BEGIN PROVIDED DATA
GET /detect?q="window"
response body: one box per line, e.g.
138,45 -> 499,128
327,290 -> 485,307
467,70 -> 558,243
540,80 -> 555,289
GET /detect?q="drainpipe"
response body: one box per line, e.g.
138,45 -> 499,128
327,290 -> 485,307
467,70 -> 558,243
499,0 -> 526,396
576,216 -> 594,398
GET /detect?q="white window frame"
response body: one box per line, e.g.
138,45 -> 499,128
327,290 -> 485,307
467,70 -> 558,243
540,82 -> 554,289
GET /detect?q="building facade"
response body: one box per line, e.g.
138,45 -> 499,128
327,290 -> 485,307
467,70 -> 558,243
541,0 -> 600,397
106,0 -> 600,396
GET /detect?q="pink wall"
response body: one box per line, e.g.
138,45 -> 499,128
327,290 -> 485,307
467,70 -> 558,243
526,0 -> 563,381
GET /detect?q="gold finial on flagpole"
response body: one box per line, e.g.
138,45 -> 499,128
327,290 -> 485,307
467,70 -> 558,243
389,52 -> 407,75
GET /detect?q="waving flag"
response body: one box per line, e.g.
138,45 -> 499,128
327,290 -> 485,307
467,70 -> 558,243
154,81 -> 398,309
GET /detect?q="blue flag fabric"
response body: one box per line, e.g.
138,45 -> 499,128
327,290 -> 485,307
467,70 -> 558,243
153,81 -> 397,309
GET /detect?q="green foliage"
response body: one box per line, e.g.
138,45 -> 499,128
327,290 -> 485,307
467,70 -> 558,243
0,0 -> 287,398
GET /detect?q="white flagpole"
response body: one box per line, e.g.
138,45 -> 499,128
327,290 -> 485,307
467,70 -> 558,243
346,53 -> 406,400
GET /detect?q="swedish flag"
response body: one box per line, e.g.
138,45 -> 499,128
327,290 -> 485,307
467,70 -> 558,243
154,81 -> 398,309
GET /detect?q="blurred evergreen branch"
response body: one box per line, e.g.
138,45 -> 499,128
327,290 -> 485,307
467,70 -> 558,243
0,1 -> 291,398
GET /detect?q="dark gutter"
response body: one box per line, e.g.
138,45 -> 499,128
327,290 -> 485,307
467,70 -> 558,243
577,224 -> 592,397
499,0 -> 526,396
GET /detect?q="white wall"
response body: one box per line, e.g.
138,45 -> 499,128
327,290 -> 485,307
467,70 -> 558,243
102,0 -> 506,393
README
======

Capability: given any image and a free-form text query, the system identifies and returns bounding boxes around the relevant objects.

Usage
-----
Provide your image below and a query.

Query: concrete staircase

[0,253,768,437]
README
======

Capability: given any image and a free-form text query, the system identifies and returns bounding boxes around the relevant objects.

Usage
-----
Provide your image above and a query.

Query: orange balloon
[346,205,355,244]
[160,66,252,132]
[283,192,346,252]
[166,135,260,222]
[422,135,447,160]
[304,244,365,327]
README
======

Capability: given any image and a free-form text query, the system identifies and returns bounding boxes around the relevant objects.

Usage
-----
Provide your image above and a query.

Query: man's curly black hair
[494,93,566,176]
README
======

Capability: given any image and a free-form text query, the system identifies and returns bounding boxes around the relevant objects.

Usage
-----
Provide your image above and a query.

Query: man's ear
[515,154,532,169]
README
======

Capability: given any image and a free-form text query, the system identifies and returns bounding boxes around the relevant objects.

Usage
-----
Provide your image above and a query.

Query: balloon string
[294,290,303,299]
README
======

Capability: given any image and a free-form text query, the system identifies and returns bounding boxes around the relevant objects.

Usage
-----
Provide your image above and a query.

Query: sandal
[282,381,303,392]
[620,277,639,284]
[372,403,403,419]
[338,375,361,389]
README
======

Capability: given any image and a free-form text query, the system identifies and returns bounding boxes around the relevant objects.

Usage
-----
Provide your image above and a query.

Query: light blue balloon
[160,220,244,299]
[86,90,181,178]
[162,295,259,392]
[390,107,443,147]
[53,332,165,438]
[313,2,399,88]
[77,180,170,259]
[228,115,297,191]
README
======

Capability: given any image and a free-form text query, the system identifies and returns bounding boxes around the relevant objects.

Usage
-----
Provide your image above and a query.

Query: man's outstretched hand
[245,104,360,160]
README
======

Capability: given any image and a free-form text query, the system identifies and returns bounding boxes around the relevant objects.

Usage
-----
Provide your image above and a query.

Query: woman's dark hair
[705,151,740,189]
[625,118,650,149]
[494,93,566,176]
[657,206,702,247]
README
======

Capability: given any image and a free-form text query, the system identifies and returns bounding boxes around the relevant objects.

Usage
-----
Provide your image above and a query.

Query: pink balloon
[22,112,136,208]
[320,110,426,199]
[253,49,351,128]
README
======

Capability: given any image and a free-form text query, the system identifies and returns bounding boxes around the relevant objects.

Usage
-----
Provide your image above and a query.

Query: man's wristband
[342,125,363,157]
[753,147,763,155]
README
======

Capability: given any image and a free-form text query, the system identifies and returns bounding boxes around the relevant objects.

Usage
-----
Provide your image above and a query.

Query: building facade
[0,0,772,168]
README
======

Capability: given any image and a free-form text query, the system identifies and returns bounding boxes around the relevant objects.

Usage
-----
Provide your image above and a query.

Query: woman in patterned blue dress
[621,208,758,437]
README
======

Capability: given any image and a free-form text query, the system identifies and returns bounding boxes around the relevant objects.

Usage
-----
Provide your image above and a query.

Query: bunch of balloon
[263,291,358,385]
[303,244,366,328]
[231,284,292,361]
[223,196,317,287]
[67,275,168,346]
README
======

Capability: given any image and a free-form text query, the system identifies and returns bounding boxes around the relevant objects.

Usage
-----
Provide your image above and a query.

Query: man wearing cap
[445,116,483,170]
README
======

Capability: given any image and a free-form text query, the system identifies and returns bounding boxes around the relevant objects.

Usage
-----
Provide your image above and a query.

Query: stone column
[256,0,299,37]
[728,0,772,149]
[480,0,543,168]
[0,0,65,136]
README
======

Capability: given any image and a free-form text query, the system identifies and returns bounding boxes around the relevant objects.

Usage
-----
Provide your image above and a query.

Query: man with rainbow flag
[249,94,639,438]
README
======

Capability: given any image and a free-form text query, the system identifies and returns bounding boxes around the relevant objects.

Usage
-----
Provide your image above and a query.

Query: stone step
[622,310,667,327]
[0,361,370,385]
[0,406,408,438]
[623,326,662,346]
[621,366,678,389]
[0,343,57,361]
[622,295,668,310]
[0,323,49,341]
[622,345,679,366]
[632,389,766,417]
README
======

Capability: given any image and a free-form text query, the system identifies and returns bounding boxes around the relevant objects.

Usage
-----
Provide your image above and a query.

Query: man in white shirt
END PROVIDED DATA
## PROBLEM REQUIREMENTS
Lines of the data above that include the string "window" must each be copied.

## RESPONSE AREA
GET /detect?q="window"
GET /detect?q="white window frame"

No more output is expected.